Requirement: Copy out each line below containing "instance".

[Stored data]
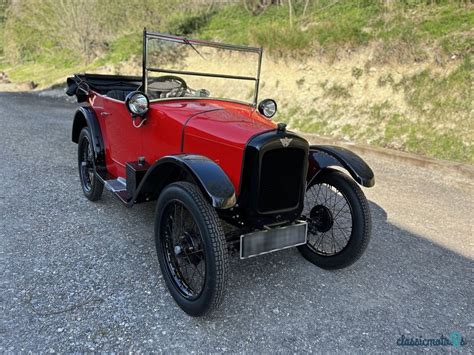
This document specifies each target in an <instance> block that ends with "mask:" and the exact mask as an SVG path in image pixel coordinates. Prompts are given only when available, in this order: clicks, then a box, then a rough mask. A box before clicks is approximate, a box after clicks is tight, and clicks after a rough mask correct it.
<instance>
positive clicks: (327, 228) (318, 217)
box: [309, 205, 334, 233]
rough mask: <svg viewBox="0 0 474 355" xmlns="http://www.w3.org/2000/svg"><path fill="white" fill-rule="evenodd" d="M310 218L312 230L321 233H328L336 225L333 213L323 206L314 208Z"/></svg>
mask: <svg viewBox="0 0 474 355" xmlns="http://www.w3.org/2000/svg"><path fill="white" fill-rule="evenodd" d="M309 217H310V218H311V223H310V224H311V227H310V228H311V229H315V230H316V231H317V232H320V233H325V232H327V231H328V230H330V229H331V228H332V226H333V224H334V218H333V215H332V212H331V211H330V210H329V209H328V208H327V207H325V206H323V205H316V206H314V207H313V208H312V209H311V212H310V213H309Z"/></svg>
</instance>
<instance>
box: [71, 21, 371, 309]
mask: <svg viewBox="0 0 474 355" xmlns="http://www.w3.org/2000/svg"><path fill="white" fill-rule="evenodd" d="M153 41H160V43H161V42H164V43H167V44H169V43H172V44H177V45H181V46H183V47H185V48H187V49H192V51H191V52H192V53H197V54H199V55H201V52H200V51H199V49H198V48H200V49H202V48H204V47H209V48H215V49H218V50H228V51H236V52H239V53H250V54H253V55H255V56H256V58H257V60H256V67H257V72H256V74H255V76H243V75H229V74H222V73H209V72H204V71H189V70H176V69H163V68H160V67H157V66H152V65H150V63H149V59H150V56H149V53H148V50H149V47H150V45H151V44H152V43H153ZM157 48H161V49H160V50H163V51H165V50H166V48H167V47H166V46H162V47H157ZM160 50H159V51H158V54H157V55H158V58H159V55H160V53H164V52H160ZM182 53H184V52H182ZM182 53H181V54H182ZM186 53H188V54H189V52H186ZM201 56H202V55H201ZM202 57H203V56H202ZM261 62H262V49H261V48H253V47H244V46H236V45H228V44H221V43H216V42H209V41H200V40H191V39H187V38H184V37H177V36H172V35H164V34H159V33H152V32H147V31H146V30H145V31H144V50H143V68H142V69H143V74H142V76H141V77H136V76H116V75H96V74H78V75H75V76H73V77H71V78H68V80H67V83H68V91H67V94H68V95H71V96H72V95H76V97H77V100H78V102H79V103H80V107H79V108H78V110H77V112H76V114H75V115H74V122H73V127H72V141H73V142H74V143H77V144H78V165H79V177H80V181H81V185H82V189H83V192H84V195H85V196H86V197H87V198H88V199H89V200H91V201H96V200H98V199H99V198H100V197H101V194H102V191H103V187H104V186H105V187H106V189H108V190H110V191H111V192H112V193H113V194H114V195H115V196H117V197H118V199H119V200H120V201H121V202H123V203H124V204H125V205H126V206H128V207H131V206H133V205H134V204H136V203H141V202H145V201H152V200H157V202H156V215H155V221H154V222H155V241H156V249H157V254H158V259H159V263H160V267H161V271H162V273H163V277H164V280H165V282H166V284H167V286H168V288H169V291H170V293H171V294H172V296H173V298H174V299H175V301H176V302H177V303H178V305H179V306H180V307H181V308H182V309H183V310H184V311H185V312H187V313H188V314H190V315H192V316H202V315H205V314H208V313H210V312H211V311H212V310H214V309H216V307H217V306H218V305H219V304H220V303H221V301H222V298H223V295H224V290H225V284H226V280H227V273H228V272H229V271H228V249H230V248H231V247H233V248H234V249H237V250H238V251H239V253H240V258H249V257H253V256H257V255H260V254H264V253H268V252H273V251H276V250H280V249H284V248H289V247H297V248H298V250H299V251H300V252H301V254H302V255H303V256H304V257H305V258H306V259H307V260H309V261H310V262H312V263H314V264H316V265H318V266H320V267H322V268H326V269H337V268H343V267H346V266H348V265H350V264H352V263H353V262H354V261H356V260H357V259H358V258H359V257H360V256H361V254H362V253H363V251H364V250H365V248H366V247H367V244H368V242H369V238H370V231H371V217H370V211H369V205H368V203H367V200H366V198H365V196H364V194H363V192H362V190H361V188H360V187H359V186H358V184H360V185H363V186H365V187H371V186H373V185H374V174H373V172H372V170H371V169H370V168H369V166H368V165H367V164H366V163H365V162H364V161H363V160H362V159H361V158H360V157H358V156H357V155H355V154H354V153H352V152H350V151H348V150H346V149H343V148H338V147H335V146H327V145H309V144H308V142H307V141H306V140H305V139H304V138H302V137H301V136H299V135H297V134H295V133H293V132H290V131H288V130H287V129H286V125H285V124H283V123H278V124H277V123H274V122H273V121H272V119H271V118H272V116H273V115H274V114H275V113H276V110H277V104H276V103H275V101H273V100H270V99H266V100H263V101H261V102H260V103H259V104H258V103H257V102H258V91H259V82H260V67H261ZM230 69H232V68H230ZM185 76H186V77H206V78H219V79H221V80H222V79H225V80H229V82H237V81H246V82H250V83H252V85H253V88H254V93H253V95H252V98H251V100H250V102H242V101H237V100H233V99H230V98H222V97H216V96H213V94H212V93H211V88H205V89H196V88H191V87H190V86H189V85H188V83H187V81H186V80H185V79H184V77H185ZM342 170H345V171H346V172H347V173H348V175H347V174H345V173H344V172H342Z"/></svg>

Task answer:
This document specifies each target in an <instance> block that ends with "mask:" and the exact mask as an SVG path in image pixel coordinates. Prompts are given only when available, in this order: clicks, then a box, then a rough mask. A box before clicks is approximate, a box after clicks is tight, and clicks after a rough mask correct it.
<instance>
</instance>
<instance>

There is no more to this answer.